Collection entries
....

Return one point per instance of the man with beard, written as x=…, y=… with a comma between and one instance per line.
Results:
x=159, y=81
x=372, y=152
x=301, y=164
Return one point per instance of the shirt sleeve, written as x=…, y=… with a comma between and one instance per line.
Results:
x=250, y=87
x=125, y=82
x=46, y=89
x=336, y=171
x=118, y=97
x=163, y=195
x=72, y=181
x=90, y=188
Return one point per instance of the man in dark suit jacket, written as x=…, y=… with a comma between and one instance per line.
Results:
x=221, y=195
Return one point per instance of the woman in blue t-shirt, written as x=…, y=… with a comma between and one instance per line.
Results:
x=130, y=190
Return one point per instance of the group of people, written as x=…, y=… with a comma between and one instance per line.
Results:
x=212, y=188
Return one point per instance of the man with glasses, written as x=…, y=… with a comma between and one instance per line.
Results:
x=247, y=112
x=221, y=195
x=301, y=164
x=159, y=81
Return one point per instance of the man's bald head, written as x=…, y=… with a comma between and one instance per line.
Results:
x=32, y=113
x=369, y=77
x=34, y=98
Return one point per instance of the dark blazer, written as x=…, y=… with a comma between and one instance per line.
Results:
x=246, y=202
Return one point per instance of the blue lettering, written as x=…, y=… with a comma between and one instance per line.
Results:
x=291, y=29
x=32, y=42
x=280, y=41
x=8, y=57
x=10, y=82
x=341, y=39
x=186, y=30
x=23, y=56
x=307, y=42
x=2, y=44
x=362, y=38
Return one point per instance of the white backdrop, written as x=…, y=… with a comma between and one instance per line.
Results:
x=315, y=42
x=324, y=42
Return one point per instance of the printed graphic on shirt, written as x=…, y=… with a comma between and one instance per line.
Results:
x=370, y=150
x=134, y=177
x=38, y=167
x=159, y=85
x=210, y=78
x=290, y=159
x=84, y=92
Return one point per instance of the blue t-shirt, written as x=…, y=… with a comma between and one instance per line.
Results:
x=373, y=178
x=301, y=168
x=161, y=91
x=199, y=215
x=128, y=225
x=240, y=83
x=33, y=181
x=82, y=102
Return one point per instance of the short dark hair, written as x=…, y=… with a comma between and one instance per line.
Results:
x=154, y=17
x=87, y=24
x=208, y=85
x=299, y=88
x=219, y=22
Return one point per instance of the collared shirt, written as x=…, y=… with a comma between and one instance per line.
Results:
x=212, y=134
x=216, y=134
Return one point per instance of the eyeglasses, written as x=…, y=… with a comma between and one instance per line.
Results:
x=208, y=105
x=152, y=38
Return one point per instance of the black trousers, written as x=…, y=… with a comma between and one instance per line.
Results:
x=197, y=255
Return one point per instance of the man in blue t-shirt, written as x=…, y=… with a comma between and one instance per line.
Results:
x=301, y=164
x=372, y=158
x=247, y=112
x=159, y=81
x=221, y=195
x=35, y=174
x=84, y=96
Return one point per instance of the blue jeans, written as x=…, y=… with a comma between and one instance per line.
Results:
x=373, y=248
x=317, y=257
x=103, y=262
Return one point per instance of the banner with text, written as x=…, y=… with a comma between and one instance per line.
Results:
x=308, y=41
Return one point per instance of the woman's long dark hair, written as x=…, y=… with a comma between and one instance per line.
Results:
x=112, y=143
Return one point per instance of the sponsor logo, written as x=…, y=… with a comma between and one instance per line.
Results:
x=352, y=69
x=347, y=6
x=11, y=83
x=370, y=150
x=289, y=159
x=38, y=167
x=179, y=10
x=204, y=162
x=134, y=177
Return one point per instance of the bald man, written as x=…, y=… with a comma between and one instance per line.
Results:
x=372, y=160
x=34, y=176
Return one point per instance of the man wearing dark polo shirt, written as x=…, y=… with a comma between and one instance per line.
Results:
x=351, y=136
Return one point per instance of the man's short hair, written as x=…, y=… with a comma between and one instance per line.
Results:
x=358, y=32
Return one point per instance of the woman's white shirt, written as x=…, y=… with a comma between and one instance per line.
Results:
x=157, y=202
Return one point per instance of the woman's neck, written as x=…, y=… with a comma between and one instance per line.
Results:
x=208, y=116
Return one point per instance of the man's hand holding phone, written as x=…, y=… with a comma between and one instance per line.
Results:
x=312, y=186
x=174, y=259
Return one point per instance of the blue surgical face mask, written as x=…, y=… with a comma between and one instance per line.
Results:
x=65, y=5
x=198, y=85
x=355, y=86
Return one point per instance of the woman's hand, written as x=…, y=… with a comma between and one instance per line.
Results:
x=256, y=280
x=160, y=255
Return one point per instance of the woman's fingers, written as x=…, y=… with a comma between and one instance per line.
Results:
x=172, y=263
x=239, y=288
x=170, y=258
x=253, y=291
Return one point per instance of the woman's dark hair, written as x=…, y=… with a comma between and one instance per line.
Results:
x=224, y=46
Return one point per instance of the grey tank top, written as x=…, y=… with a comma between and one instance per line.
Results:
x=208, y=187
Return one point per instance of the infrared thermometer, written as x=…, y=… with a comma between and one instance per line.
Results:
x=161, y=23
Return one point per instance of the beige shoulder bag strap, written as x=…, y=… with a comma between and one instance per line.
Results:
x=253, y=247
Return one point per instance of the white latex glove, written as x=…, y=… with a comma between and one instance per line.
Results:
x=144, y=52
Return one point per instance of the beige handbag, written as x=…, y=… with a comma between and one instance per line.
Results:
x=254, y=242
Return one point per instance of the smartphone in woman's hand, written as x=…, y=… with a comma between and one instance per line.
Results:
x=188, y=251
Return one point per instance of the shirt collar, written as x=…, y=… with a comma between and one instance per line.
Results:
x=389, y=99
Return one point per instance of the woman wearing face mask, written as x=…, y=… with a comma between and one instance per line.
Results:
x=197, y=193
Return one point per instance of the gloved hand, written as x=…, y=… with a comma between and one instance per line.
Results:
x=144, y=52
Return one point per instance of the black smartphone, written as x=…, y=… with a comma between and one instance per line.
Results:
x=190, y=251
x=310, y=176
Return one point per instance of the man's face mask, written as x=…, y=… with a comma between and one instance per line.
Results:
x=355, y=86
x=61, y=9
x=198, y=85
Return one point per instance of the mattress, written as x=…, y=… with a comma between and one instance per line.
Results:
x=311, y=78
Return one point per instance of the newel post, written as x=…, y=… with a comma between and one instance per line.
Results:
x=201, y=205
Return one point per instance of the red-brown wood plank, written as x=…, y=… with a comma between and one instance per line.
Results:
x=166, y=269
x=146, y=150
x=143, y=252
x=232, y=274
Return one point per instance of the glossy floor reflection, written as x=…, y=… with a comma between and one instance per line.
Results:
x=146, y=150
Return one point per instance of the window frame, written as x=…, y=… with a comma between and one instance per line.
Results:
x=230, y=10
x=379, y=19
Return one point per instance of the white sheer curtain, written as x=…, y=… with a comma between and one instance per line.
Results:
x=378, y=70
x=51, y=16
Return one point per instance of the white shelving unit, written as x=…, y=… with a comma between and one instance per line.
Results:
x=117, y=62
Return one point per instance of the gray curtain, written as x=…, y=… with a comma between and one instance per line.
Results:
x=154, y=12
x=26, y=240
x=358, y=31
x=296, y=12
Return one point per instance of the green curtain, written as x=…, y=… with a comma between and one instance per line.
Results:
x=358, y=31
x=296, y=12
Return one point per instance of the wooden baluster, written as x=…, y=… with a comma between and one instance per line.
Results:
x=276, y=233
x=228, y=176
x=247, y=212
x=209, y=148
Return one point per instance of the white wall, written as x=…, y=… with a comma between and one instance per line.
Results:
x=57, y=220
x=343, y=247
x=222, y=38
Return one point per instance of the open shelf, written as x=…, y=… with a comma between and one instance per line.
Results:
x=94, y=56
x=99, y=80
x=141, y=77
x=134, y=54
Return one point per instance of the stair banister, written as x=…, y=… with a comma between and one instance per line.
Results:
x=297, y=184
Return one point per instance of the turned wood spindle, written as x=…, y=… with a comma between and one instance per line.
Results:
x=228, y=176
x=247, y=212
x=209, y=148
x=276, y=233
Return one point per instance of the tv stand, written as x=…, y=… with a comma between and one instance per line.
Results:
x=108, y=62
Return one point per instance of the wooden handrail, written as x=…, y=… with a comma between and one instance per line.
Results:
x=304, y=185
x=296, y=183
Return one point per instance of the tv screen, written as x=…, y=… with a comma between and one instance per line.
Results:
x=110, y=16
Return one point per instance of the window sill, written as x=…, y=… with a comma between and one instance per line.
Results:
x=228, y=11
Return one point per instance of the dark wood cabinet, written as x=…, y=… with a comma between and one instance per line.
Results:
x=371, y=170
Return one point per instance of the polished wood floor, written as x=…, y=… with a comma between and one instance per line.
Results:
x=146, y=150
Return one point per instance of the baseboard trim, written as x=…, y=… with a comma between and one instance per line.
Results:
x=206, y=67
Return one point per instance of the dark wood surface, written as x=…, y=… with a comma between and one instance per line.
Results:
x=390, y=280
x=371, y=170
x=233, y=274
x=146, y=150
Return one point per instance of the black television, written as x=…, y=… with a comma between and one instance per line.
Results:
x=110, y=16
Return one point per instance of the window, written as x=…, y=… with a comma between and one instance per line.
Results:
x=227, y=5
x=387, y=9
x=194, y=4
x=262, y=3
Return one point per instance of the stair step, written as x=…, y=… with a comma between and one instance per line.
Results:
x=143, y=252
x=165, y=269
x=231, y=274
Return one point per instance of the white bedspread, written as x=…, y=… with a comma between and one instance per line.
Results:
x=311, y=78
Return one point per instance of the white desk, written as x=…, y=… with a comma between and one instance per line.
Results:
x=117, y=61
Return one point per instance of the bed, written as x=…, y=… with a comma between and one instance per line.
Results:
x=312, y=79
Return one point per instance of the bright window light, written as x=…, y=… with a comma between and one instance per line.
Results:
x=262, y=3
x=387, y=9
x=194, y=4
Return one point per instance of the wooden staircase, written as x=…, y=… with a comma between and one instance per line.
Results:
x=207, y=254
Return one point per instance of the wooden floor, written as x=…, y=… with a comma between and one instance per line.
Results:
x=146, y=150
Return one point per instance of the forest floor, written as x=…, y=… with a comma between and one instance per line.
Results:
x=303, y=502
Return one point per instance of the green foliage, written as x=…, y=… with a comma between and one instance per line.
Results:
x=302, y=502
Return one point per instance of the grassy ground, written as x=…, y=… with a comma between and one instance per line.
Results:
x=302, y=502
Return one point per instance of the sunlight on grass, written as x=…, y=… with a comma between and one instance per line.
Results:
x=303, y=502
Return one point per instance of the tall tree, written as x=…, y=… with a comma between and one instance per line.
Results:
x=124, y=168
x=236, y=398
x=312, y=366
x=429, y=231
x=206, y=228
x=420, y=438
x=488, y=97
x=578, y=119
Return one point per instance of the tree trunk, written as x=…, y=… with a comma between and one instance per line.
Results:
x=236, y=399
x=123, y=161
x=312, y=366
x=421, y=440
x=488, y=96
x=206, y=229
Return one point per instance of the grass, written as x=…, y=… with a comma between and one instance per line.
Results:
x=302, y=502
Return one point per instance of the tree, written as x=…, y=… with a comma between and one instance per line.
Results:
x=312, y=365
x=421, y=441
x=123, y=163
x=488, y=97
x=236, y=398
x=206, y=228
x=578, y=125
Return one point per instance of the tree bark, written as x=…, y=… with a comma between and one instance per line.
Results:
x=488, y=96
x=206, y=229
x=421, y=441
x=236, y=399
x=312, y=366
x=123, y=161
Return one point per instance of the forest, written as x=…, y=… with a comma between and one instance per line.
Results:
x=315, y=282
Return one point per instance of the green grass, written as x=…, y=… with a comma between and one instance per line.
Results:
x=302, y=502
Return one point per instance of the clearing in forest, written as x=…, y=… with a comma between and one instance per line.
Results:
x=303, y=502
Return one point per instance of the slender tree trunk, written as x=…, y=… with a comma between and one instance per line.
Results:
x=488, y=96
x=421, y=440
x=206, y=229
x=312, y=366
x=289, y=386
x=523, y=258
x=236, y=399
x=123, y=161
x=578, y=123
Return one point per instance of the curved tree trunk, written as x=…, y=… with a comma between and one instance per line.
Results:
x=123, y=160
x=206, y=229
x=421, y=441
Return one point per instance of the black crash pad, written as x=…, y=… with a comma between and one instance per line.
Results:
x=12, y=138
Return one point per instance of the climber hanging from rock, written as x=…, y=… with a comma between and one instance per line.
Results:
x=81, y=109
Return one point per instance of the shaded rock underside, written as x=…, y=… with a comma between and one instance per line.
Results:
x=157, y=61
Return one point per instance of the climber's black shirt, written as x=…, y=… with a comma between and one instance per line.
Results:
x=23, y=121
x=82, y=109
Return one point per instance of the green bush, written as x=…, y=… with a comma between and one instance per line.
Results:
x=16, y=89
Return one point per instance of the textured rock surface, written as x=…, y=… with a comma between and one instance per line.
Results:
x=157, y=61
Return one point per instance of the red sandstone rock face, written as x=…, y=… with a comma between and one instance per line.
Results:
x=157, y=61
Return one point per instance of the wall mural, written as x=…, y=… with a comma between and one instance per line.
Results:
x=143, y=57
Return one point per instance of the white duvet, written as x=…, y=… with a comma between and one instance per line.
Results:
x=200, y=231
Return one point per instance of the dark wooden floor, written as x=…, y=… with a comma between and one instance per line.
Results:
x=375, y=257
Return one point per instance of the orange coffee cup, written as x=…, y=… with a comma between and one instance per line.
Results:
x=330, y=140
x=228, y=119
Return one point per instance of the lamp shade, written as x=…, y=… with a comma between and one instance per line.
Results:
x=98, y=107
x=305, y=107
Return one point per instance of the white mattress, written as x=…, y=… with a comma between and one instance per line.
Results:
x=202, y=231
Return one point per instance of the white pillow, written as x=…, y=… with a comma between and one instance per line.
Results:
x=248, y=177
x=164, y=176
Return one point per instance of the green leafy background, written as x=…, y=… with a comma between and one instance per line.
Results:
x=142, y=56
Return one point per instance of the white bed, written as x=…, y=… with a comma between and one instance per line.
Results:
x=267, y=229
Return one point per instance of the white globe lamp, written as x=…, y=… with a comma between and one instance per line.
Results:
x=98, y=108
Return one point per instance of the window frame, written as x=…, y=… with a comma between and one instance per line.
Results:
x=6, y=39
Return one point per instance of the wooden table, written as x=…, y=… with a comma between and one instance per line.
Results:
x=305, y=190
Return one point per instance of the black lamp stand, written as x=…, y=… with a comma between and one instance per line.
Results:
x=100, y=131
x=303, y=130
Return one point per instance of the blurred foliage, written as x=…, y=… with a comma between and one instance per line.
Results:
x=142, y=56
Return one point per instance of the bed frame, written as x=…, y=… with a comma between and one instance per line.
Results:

....

▶ GIVEN PROBLEM
Can you copy the data above verbatim, from the line with "Return one point per instance of the collared" to the line with "x=152, y=38", both of those lines included?

▶ RESULT
Return one point per instance of the collared shirt, written as x=…, y=… with a comma between and one instance per line.
Results:
x=212, y=134
x=216, y=134
Return one point per instance of the eyeglasses, written as x=…, y=… with a comma between and one instance per line.
Results:
x=208, y=105
x=152, y=38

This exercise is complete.